- _Vorgegebener Text_
────────

NACHSPIEL

Die Kulturkritik der Woche

Obacht, Shakespeare ist kein Ponyhof! Die Lektüre von Welt-Literatur könnte Traumata triggern

Klaus Nüchtern
Feuilleton, FALTER 33/22 vom 17.08.2022

Unlängst traf ich einen Freund, einen pfiffigen Kopf, politisch klar links. Er hatte beschlossen, sich ein Jahr lang nicht zur "Identitätspolitik" zu äußern, war aber in kürzester Zeit gescheitert, weil das, wie er stöhnend anmerkte, einfach nicht machbar sei. Mir geht's ähnlich. Ich habe einen Schwur geleistet, das C-Wort nicht mehr zu verwenden. Sie wissen schon: diesen Begriff aus der "rechten Kampfrhetorik", der ein im Feuilleton hysterisch aufgebauschtes Phänomen bezeichnet, das in Wirklichkeit gar nicht existiert, weil bei uns eh jede:r alles sagen kann!

────────

- _Arbeitsauftrag_
Führe die Glosse über Triggerwarnungen bei Shakespeare im Anschluss an ihren letzten Satz weiter.

- _Aufgeführte Einträge_
────────

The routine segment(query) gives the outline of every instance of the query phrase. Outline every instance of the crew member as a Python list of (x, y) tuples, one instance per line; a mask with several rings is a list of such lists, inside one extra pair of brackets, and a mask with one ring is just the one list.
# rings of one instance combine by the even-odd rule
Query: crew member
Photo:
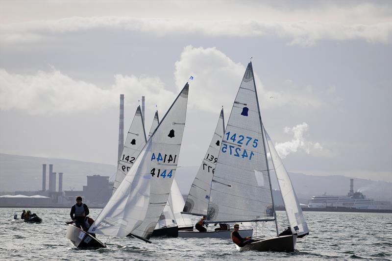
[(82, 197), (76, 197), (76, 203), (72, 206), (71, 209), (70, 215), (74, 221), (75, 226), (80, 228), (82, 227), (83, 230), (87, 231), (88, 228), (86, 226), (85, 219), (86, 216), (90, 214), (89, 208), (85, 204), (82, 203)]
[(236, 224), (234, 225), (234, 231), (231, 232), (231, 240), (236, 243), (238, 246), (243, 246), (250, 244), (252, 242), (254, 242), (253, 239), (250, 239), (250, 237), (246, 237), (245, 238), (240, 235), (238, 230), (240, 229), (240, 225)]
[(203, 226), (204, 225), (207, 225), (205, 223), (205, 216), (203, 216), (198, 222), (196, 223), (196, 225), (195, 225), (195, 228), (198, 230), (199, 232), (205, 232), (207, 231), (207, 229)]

────────

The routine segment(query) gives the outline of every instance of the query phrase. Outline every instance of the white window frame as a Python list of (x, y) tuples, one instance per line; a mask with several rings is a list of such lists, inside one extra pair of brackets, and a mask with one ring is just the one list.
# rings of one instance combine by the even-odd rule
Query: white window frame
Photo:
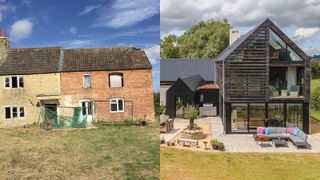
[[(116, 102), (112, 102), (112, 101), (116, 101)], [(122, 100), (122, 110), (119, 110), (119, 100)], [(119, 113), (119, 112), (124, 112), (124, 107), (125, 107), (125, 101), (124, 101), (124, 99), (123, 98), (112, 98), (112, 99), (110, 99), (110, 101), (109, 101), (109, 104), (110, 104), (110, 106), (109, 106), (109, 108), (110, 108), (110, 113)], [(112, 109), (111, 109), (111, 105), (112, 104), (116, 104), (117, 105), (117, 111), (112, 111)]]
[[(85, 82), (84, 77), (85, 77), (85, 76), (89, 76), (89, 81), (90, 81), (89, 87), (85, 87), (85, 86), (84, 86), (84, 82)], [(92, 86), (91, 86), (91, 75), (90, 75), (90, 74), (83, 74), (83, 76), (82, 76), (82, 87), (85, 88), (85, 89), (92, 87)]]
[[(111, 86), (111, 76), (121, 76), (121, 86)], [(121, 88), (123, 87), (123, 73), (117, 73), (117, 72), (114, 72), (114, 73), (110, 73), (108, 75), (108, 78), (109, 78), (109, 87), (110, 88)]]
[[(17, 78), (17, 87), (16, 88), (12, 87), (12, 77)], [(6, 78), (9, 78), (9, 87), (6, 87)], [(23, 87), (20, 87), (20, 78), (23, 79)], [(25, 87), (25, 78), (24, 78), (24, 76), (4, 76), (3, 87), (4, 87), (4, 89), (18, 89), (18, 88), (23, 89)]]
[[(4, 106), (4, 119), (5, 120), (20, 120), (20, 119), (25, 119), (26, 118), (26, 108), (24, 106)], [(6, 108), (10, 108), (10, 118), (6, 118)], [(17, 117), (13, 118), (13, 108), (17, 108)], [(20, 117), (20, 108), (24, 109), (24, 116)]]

────────

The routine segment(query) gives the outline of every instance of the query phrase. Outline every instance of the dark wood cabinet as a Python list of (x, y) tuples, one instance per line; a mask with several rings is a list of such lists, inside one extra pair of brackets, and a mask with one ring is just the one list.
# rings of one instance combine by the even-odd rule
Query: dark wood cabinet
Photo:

────────

- _Ausgabe_
Und natürlich kann man auch weiterhin alles lesen. Wie das rechtsradikale Boulevardblatt The Times dieser Tage behauptet hat, sind allerdings über 1000 literarische Werke, nun, selbstverständlich nicht ge****elt, aber halt als Pflichtlektüre gestrichen worden; darunter auch Klassiker von Chaucer bis Shakespeare und von Jane Austen bis Emily Brontë. Begründet wird der curriculare Kahlschlag an britischen Universitäten damit, dass die Lektüre von Agatha Christie, Charles Dickens & Co für manche eine unzumutbare emotionale Herausforderung darstellen und traumatische Erlebnisse triggern könnte.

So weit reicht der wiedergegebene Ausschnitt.